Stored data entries
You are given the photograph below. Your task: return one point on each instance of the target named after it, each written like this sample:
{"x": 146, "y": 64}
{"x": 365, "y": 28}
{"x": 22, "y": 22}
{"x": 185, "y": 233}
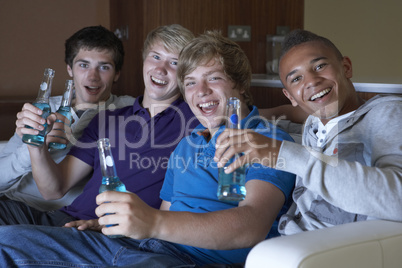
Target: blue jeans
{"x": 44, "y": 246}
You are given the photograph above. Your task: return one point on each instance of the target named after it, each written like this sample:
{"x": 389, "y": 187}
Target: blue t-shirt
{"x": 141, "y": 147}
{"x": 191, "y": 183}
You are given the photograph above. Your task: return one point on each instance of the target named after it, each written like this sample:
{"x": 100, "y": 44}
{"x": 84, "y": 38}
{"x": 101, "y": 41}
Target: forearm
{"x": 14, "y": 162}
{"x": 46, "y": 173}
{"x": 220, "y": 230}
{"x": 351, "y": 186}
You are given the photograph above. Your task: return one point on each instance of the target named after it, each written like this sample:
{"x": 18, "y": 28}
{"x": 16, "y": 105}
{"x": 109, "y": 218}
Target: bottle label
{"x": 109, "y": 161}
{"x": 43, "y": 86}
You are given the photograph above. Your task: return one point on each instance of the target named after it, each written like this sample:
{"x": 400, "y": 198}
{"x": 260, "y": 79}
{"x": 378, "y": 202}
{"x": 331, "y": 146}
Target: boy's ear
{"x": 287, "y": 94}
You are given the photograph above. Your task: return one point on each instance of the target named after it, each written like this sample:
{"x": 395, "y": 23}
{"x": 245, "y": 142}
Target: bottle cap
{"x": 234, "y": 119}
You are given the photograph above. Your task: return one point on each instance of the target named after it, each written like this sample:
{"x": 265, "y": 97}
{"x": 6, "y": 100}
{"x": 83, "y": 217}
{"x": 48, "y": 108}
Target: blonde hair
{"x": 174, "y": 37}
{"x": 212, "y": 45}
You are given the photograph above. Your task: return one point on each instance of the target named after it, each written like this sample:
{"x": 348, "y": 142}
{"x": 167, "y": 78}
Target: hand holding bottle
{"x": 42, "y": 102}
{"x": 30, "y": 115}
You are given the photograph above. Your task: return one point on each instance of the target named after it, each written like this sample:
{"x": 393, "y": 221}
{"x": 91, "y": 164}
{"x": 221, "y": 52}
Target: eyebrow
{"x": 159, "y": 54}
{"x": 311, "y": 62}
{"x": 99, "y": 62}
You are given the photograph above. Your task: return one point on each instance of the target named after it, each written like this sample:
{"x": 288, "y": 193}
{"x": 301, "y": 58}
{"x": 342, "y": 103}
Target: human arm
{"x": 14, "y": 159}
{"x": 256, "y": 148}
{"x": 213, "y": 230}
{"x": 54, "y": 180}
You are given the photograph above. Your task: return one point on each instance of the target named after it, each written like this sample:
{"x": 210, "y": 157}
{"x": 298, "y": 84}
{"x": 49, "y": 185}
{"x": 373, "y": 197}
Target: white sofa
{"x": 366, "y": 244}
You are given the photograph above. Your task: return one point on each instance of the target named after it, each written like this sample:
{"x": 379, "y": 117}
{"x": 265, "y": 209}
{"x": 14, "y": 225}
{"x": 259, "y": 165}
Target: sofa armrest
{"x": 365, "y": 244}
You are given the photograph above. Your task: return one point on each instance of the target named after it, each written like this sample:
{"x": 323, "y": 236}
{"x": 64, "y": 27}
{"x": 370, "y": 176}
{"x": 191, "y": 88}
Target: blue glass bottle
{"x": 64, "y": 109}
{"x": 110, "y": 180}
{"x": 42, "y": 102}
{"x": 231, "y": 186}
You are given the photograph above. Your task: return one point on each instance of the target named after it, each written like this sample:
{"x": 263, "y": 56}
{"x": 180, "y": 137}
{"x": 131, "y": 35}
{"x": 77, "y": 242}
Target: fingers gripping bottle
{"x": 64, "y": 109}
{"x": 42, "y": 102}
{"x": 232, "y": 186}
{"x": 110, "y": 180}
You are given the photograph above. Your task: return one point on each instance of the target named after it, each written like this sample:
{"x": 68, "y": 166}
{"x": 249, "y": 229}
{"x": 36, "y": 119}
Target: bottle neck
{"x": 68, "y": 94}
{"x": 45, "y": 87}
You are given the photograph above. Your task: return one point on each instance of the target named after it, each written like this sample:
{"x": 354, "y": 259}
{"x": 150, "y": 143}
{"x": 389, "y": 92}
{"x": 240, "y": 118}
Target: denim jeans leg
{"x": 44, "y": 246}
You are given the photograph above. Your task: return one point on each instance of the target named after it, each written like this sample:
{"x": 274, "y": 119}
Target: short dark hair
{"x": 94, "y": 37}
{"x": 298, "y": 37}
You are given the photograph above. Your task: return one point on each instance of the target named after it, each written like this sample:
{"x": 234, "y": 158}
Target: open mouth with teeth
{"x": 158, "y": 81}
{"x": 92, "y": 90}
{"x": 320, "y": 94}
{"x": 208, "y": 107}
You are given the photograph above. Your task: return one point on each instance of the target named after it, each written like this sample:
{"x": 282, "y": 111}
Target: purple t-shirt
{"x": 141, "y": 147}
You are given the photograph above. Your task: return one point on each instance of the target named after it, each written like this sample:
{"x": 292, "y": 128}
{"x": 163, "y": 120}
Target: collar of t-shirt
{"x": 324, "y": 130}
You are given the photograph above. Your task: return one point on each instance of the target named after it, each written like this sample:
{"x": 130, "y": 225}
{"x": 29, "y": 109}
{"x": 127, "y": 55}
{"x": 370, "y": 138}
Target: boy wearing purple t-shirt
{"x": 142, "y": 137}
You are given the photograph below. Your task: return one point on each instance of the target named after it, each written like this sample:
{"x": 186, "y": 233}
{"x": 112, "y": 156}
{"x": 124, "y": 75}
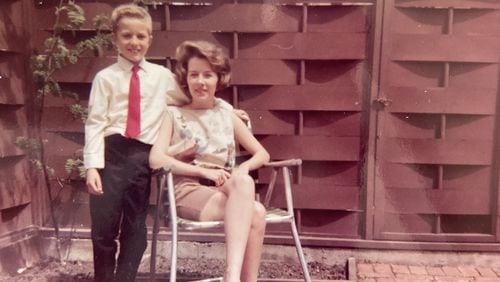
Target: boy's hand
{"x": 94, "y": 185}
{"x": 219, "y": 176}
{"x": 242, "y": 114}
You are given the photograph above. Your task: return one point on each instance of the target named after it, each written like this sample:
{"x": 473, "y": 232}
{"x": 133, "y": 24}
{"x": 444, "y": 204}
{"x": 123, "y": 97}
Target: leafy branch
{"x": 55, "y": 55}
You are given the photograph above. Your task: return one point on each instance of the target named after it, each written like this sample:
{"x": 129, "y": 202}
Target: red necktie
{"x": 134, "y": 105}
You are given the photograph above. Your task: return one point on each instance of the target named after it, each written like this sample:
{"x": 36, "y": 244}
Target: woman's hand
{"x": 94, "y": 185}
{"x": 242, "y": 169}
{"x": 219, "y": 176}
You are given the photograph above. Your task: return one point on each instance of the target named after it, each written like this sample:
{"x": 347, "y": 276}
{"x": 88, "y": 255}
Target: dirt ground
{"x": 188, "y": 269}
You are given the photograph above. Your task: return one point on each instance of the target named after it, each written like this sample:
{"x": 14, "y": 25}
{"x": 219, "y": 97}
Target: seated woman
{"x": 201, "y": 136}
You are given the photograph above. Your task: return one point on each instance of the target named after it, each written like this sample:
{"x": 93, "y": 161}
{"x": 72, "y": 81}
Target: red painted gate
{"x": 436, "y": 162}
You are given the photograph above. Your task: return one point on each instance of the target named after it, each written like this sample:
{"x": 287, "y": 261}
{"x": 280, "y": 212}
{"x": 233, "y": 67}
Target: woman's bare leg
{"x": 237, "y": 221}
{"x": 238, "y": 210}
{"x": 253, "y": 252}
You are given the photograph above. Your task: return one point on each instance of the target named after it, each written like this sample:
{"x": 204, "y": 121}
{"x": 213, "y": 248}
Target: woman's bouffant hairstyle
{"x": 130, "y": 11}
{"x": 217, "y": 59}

__YOUR TASK__: What is needed is a verbatim transcription of the records, minus the pictures.

__WRITTEN RESPONSE__:
You are given the photograph below. Your task: return one point on each instance of the target named after it, each written like this sample:
{"x": 146, "y": 64}
{"x": 365, "y": 28}
{"x": 22, "y": 22}
{"x": 185, "y": 233}
Target: blue jeans
{"x": 44, "y": 246}
You are given the photograph above. Your task: return one point on each instance of the target named after it, each written like this sample:
{"x": 389, "y": 187}
Target: blue t-shirt
{"x": 141, "y": 147}
{"x": 191, "y": 183}
You are given the photograph above. Your task: return one point on each instance of the target named after it, each written like this sample:
{"x": 100, "y": 44}
{"x": 84, "y": 38}
{"x": 101, "y": 41}
Target: forearm
{"x": 14, "y": 162}
{"x": 46, "y": 173}
{"x": 220, "y": 230}
{"x": 351, "y": 186}
You are given the photograph above. Your task: return one point on each instance of the target named after it, each written like this sample:
{"x": 18, "y": 28}
{"x": 16, "y": 105}
{"x": 109, "y": 218}
Target: bottle label
{"x": 109, "y": 161}
{"x": 43, "y": 86}
You are given the photograph above. Your task: return one point on each instance of the target named after it, each written like this sample:
{"x": 400, "y": 198}
{"x": 260, "y": 79}
{"x": 378, "y": 202}
{"x": 331, "y": 146}
Target: boy's ear
{"x": 287, "y": 94}
You are given the photograph above. Your task: return one point on each instance of the target named after it, each written like this sample:
{"x": 395, "y": 23}
{"x": 245, "y": 142}
Target: bottle cap
{"x": 234, "y": 119}
You are given the photograph above. Your task: return one point on each instance of the target named after it, each written like this sample:
{"x": 265, "y": 97}
{"x": 6, "y": 100}
{"x": 83, "y": 217}
{"x": 48, "y": 108}
Target: blonde hair
{"x": 174, "y": 37}
{"x": 212, "y": 45}
You are given the photograph above. Your task: return one point on each instance of the target named after it, each written like this sample:
{"x": 348, "y": 142}
{"x": 167, "y": 78}
Target: hand holding bottle
{"x": 42, "y": 102}
{"x": 30, "y": 115}
You are given the photograph above. Your task: return one point on each instance of the target named after it, each written like this sample:
{"x": 393, "y": 221}
{"x": 91, "y": 164}
{"x": 221, "y": 52}
Target: eyebrow
{"x": 159, "y": 54}
{"x": 311, "y": 62}
{"x": 99, "y": 62}
You are given the photograph above. Your task: return one point on each instance of the target named after it, each written like this sample:
{"x": 288, "y": 193}
{"x": 301, "y": 58}
{"x": 342, "y": 103}
Target: human arm
{"x": 14, "y": 159}
{"x": 256, "y": 148}
{"x": 213, "y": 230}
{"x": 54, "y": 180}
You are given the photograph above. Your task: return one point on each instance of the target named after it, each written like this sample:
{"x": 210, "y": 157}
{"x": 298, "y": 84}
{"x": 49, "y": 185}
{"x": 373, "y": 197}
Target: white sofa
{"x": 366, "y": 244}
You are given the photograph above. Your task: return one point on each instance of the target named after it, each written like this sample:
{"x": 379, "y": 117}
{"x": 265, "y": 209}
{"x": 14, "y": 225}
{"x": 259, "y": 165}
Target: sofa armrest
{"x": 365, "y": 244}
You are given the photograph above. Your task: return one point on each instance of the target named after it, each written like this sample:
{"x": 323, "y": 236}
{"x": 64, "y": 27}
{"x": 370, "y": 176}
{"x": 191, "y": 88}
Target: blue glass bottle
{"x": 64, "y": 109}
{"x": 110, "y": 180}
{"x": 42, "y": 102}
{"x": 231, "y": 186}
You are given the photograph above. Your task: return one point on each instance of the target named after it, each written like this sample:
{"x": 263, "y": 56}
{"x": 180, "y": 137}
{"x": 131, "y": 35}
{"x": 77, "y": 242}
Target: fingers gripping bottle
{"x": 64, "y": 109}
{"x": 42, "y": 102}
{"x": 232, "y": 186}
{"x": 110, "y": 180}
You are given the photograph above. Your task: return one point on each instance of the target named after it, each written like this sample:
{"x": 68, "y": 166}
{"x": 249, "y": 229}
{"x": 36, "y": 119}
Target: bottle neck
{"x": 68, "y": 94}
{"x": 45, "y": 87}
You are given the photograph above. Your task: return one point on each instance of the target named after it, each written like this sample:
{"x": 354, "y": 259}
{"x": 150, "y": 143}
{"x": 389, "y": 92}
{"x": 240, "y": 118}
Target: denim jeans leg
{"x": 44, "y": 246}
You are given the photograph above. Your task: return one point on each instance of the target named after it, each written like this sample:
{"x": 274, "y": 119}
Target: short dark hair
{"x": 94, "y": 37}
{"x": 298, "y": 37}
You are given the photograph above. Your task: return one point on each instance of the target named after it, each written like this sample:
{"x": 234, "y": 158}
Target: open mouth with teeth
{"x": 158, "y": 81}
{"x": 92, "y": 90}
{"x": 320, "y": 94}
{"x": 208, "y": 107}
You are given the photograph above. Your task: return one point on each instance of the target named after it, each written like this sample:
{"x": 282, "y": 111}
Target: purple t-shirt
{"x": 141, "y": 147}
You are given the photograph above. Your task: return one point on each instance of the target named after it, each written like this sample:
{"x": 292, "y": 128}
{"x": 163, "y": 120}
Target: collar of t-shirt
{"x": 324, "y": 130}
You are given the photograph above. Your task: return one point on each instance of the target named after it, each written like this sample:
{"x": 130, "y": 225}
{"x": 29, "y": 109}
{"x": 127, "y": 55}
{"x": 370, "y": 138}
Target: boy wearing purple t-shirt
{"x": 142, "y": 137}
You are given the photograph below. Your task: return one point on each instance of the target named after it, each written like this sample:
{"x": 186, "y": 233}
{"x": 112, "y": 156}
{"x": 124, "y": 75}
Target: boy's hand
{"x": 94, "y": 185}
{"x": 219, "y": 176}
{"x": 242, "y": 114}
You are given the photograph above. Your task: return one point on each instance of the target named after it, each written like this sample:
{"x": 473, "y": 232}
{"x": 133, "y": 24}
{"x": 444, "y": 204}
{"x": 123, "y": 97}
Target: leafy branch
{"x": 55, "y": 55}
You are given the photograph above. Your task: return one point on each instance of the target named after it, each written like this sample:
{"x": 129, "y": 202}
Target: red necktie
{"x": 134, "y": 105}
You are given the photograph above. Your task: return one point on each instance of the target named after it, each written like this sample:
{"x": 36, "y": 244}
Target: woman's hand
{"x": 94, "y": 185}
{"x": 242, "y": 169}
{"x": 219, "y": 176}
You are given the photograph above. Your task: return one point on each instance of the target named after it, each written like this sample:
{"x": 347, "y": 276}
{"x": 88, "y": 255}
Target: dirt ground
{"x": 188, "y": 269}
You are given the photograph above. Your task: return one point on each instance of the target named after it, each written like this sample:
{"x": 14, "y": 25}
{"x": 219, "y": 97}
Target: seated woman
{"x": 201, "y": 136}
You are given the photograph above. Your task: return one point on each instance of the target named after it, each written like this sample:
{"x": 93, "y": 161}
{"x": 72, "y": 81}
Target: red painted gate
{"x": 436, "y": 162}
You are given the photograph above. Your task: return one point on each instance of the target named after it, each written like this sample:
{"x": 287, "y": 261}
{"x": 280, "y": 212}
{"x": 233, "y": 67}
Target: woman's bare leg
{"x": 237, "y": 221}
{"x": 238, "y": 210}
{"x": 253, "y": 252}
You are given the photograph above. Your task: return one point on each instance of the target named after it, each written like this sample:
{"x": 204, "y": 121}
{"x": 213, "y": 248}
Target: woman's bouffant hairstyle
{"x": 130, "y": 11}
{"x": 217, "y": 59}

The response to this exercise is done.